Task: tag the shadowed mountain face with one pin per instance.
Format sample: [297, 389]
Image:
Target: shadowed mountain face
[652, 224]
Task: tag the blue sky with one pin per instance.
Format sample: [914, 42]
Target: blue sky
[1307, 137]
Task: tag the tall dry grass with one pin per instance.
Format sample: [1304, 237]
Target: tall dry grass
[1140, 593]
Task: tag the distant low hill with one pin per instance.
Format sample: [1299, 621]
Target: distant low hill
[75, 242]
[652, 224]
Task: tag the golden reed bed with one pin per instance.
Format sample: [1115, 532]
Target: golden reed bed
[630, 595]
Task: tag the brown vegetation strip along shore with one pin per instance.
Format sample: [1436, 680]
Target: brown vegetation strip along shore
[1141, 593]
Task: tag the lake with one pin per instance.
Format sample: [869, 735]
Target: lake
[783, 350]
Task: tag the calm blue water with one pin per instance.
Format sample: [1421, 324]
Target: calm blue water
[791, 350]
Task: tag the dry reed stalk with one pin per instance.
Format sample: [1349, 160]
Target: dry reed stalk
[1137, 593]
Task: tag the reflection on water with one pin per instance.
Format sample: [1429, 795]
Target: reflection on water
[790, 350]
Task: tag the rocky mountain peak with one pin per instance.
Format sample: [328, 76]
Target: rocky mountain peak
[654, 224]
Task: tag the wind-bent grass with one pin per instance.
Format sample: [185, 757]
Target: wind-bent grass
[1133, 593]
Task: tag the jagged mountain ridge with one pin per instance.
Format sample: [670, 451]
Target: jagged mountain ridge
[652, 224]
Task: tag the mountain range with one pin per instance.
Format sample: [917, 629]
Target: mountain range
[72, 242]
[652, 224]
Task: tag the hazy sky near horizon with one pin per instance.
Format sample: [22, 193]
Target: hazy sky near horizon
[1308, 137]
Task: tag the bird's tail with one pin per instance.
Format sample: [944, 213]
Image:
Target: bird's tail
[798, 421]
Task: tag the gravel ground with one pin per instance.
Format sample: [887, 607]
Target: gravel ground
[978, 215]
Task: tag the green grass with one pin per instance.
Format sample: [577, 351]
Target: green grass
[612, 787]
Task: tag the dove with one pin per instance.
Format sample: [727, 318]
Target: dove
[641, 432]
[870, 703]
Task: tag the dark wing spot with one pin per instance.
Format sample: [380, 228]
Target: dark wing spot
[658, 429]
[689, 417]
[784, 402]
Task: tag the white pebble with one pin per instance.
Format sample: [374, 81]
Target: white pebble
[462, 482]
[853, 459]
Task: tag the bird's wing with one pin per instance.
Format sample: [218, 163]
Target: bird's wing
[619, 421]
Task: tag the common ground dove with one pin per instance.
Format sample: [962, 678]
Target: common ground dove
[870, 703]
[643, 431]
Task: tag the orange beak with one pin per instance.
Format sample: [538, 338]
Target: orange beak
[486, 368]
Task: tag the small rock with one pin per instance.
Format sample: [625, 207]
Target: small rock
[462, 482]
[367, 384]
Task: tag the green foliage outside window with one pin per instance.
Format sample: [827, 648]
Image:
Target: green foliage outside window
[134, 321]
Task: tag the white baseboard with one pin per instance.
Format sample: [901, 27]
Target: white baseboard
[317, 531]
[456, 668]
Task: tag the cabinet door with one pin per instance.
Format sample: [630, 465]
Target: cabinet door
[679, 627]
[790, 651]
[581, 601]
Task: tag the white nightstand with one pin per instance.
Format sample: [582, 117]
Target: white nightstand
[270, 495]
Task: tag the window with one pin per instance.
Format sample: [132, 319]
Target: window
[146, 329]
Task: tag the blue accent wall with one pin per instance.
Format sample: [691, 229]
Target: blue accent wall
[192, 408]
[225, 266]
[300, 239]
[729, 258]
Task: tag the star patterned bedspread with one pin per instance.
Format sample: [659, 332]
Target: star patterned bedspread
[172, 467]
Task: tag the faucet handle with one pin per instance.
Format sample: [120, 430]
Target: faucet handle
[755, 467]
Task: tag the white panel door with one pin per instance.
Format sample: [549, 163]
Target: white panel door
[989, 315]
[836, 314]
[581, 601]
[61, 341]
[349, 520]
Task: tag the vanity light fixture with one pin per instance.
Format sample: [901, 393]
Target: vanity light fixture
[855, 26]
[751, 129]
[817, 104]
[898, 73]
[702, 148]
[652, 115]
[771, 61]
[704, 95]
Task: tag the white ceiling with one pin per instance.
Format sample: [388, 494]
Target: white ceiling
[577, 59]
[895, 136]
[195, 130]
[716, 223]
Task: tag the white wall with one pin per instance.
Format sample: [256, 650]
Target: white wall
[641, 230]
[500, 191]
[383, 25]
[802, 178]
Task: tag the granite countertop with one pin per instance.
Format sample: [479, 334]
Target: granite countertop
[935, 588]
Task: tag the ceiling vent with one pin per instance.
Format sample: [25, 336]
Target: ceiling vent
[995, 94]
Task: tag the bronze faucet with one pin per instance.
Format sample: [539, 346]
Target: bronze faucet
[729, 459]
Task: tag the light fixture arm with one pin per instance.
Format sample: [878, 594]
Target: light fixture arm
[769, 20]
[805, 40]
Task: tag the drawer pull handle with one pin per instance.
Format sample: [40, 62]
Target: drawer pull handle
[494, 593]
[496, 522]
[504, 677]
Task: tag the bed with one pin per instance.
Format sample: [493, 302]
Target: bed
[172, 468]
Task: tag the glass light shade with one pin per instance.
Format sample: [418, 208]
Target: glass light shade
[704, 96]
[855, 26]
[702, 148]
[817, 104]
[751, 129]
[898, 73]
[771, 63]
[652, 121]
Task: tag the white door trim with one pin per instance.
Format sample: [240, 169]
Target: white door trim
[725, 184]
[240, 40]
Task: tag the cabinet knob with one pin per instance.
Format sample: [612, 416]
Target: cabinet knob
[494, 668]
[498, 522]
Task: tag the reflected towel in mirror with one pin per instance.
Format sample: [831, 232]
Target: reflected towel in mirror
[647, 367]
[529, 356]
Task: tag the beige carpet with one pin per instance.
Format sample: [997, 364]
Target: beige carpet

--------

Work instruction:
Print nothing but the lines from the one containing "Task: tag the glass" through the end of the listing above, exactly as written.

Completed exercise:
Task: tag the glass light shade with one pin per instance.
Format sample: [418, 208]
Target: glass light shade
[704, 96]
[855, 26]
[702, 148]
[817, 104]
[751, 129]
[898, 73]
[771, 63]
[652, 121]
Task: tag the white door trim with one pin per instance.
Format sample: [240, 169]
Target: white door trim
[725, 184]
[240, 40]
Task: tag the cabinet knob with one pin per instance.
Format sample: [612, 416]
Target: cabinet knob
[494, 668]
[498, 522]
Task: tag the reflected towel in mirror with one pin per instance.
Format sample: [831, 232]
Target: reflected towel in mirror
[647, 367]
[529, 356]
Task: tag the beige carpet with one pin per instance.
Format sample: [997, 364]
Target: beige carpet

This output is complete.